What needs to be done =>
Word for word, retype every entry in the listing.

Dataset excerpts =>
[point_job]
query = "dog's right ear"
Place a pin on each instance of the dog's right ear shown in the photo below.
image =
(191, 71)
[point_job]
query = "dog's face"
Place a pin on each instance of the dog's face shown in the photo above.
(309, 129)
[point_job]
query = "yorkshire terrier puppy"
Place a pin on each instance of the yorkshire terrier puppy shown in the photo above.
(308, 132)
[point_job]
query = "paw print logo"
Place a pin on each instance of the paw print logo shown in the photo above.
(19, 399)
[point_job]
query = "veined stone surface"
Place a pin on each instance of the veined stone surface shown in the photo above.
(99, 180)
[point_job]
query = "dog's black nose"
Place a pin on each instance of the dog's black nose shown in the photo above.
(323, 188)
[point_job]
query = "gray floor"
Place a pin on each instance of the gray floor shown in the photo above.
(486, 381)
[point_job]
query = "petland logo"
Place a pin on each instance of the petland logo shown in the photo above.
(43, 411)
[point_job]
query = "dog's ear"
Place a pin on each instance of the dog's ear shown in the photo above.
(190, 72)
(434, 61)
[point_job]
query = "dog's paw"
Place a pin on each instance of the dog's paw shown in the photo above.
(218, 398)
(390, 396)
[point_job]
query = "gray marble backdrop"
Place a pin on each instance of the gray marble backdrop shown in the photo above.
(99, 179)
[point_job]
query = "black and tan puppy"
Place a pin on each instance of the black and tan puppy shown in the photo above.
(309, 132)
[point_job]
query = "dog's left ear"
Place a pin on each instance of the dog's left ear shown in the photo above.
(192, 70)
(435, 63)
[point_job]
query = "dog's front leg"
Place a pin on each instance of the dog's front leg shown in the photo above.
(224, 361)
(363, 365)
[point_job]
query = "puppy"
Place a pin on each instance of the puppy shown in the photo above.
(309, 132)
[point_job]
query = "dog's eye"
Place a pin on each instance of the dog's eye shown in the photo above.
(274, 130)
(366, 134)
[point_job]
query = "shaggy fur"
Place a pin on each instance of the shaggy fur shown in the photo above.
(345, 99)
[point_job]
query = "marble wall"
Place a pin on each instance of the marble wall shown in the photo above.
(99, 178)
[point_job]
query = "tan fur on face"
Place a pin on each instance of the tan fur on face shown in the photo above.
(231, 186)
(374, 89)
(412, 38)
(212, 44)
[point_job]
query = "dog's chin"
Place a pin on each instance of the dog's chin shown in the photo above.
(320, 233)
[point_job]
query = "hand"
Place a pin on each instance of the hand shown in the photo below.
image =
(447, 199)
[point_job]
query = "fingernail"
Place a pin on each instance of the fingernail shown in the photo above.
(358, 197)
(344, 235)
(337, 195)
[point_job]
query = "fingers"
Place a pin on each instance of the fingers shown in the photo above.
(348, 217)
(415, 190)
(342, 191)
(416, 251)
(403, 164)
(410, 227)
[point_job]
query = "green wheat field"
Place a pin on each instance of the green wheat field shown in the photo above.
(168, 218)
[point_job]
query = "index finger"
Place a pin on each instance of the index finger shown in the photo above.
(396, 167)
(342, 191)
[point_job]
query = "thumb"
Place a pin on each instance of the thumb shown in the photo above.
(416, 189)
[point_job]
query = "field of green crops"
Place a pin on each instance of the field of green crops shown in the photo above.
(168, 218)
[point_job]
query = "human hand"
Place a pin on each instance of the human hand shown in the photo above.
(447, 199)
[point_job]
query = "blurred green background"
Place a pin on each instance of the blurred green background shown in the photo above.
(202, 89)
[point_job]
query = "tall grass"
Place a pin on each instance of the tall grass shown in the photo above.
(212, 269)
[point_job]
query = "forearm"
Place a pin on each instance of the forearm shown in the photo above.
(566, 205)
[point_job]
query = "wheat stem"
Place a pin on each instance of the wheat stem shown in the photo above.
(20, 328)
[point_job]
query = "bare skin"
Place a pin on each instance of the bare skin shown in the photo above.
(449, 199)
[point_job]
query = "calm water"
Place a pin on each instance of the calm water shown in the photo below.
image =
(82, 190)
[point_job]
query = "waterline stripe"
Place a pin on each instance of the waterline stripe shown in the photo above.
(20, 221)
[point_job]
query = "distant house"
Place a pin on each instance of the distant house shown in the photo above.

Solution below =>
[point_job]
query = "dog's right ear"
Place a pin on each instance of the dog's right ear shown in the photo below.
image =
(191, 71)
[point_job]
query = "dog's face"
Place a pin on each instance of the dog's face shown in the photo above.
(309, 129)
[point_job]
query = "yorkshire terrier puppy"
Place a pin on each instance of the yorkshire terrier puppy shown in the photo above.
(308, 132)
[point_job]
query = "paw print logo"
Place a pin on each instance of the paw print logo shown in the photo above.
(19, 399)
[point_job]
query = "veined stone surface"
Place a pin on each instance of the veined stone surface shown in the photo above.
(99, 180)
[point_job]
query = "dog's black nose"
Place a pin on each instance of the dog's black nose shown in the photo above.
(323, 188)
[point_job]
query = "gray floor"
Place a pin on each instance of the gray floor shown in the photo above.
(486, 381)
[point_job]
query = "petland logo"
Place a pin on each instance of the petland logo shown in the photo above.
(43, 411)
[point_job]
query = "dog's ear"
Place a pin on each instance of the dog's ear shown in the photo above.
(190, 72)
(434, 61)
[point_job]
query = "dog's paw"
Place a pin on each instance of the dog's paw shown in the photo above.
(218, 398)
(390, 396)
[point_job]
query = "gray marble backdrop"
Place a pin on each instance of the gray marble backdrop shown in the photo above.
(99, 179)
[point_job]
query = "black and tan puppy"
Place a pin on each instance of the black and tan puppy shown in the photo above.
(309, 132)
[point_job]
query = "dog's left ear"
Place a pin on each instance of the dog's left ear shown in the photo above.
(192, 70)
(435, 63)
[point_job]
query = "dog's front leg"
Place a pin on each instance of the dog's front leg shown in the photo above.
(224, 361)
(363, 365)
[point_job]
query = "puppy"
Place a pin on each instance of the puppy shown in the photo above.
(309, 132)
[point_job]
query = "dog's eye"
Place a pin on each instance of the dog's eye shown in the photo above.
(274, 130)
(366, 134)
[point_job]
query = "shaggy fur"
Place a pin on each instance of the shaggy fur shown in the photo above.
(345, 99)
[point_job]
query = "marble wall"
Place a pin on each instance of the marble wall shown in the photo above.
(99, 178)
[point_job]
query = "tan fur on face"
Place a pin on each instance of the tan fur on face shown in the photo above.
(231, 186)
(374, 89)
(412, 38)
(212, 44)
[point_job]
query = "dog's chin"
Place a pin on each instance of the dog's chin shown in the photo above.
(320, 233)
[point_job]
query = "hand"
Place a pin on each instance of the hand shown in the photo below.
image =
(447, 199)
[point_job]
query = "fingernail"
Place a pin on each instance of the fingernail shown in the photo above.
(358, 197)
(344, 235)
(337, 195)
[point_job]
query = "fingers"
Place a pin on each instance of the fingers shown in the photo above.
(348, 217)
(415, 190)
(342, 191)
(416, 251)
(403, 164)
(410, 227)
[point_job]
query = "green wheat field"
Place a pin on each instance of the green wheat field shown in the photo above.
(168, 218)
[point_job]
query = "index finger"
Place a pin on each instance of the index finger shown in the photo above.
(396, 167)
(342, 191)
[point_job]
query = "thumb"
Place a pin on each instance of the thumb shown in the photo above.
(416, 189)
[point_job]
query = "field of green crops"
Place a pin on each instance of the field of green crops shown in the photo above.
(168, 218)
[point_job]
query = "human hand"
Place a pin on each instance of the human hand shown in the photo above.
(447, 199)
[point_job]
query = "blurred green background"
Place a pin on each instance of the blurred green background shown in the photo above.
(202, 89)
[point_job]
query = "tall grass"
Place a pin on each instance of the tall grass shown in the photo above.
(212, 269)
[point_job]
query = "forearm"
Place a pin on each instance of the forearm shown in the photo above.
(566, 205)
[point_job]
query = "wheat stem"
Place a pin on each instance of the wheat stem shown in the photo above.
(20, 328)
[point_job]
query = "bare skin"
Place a pin on each instance of the bare skin shown in the photo above.
(449, 199)
[point_job]
query = "calm water"
Place a pin on each instance of the calm water shown in the photo below.
image =
(82, 190)
[point_job]
query = "waterline stripe"
Place a pin on each instance of the waterline stripe shown in the photo above.
(20, 221)
[point_job]
query = "distant house"
Place a pin on each instance of the distant house shown in the photo above.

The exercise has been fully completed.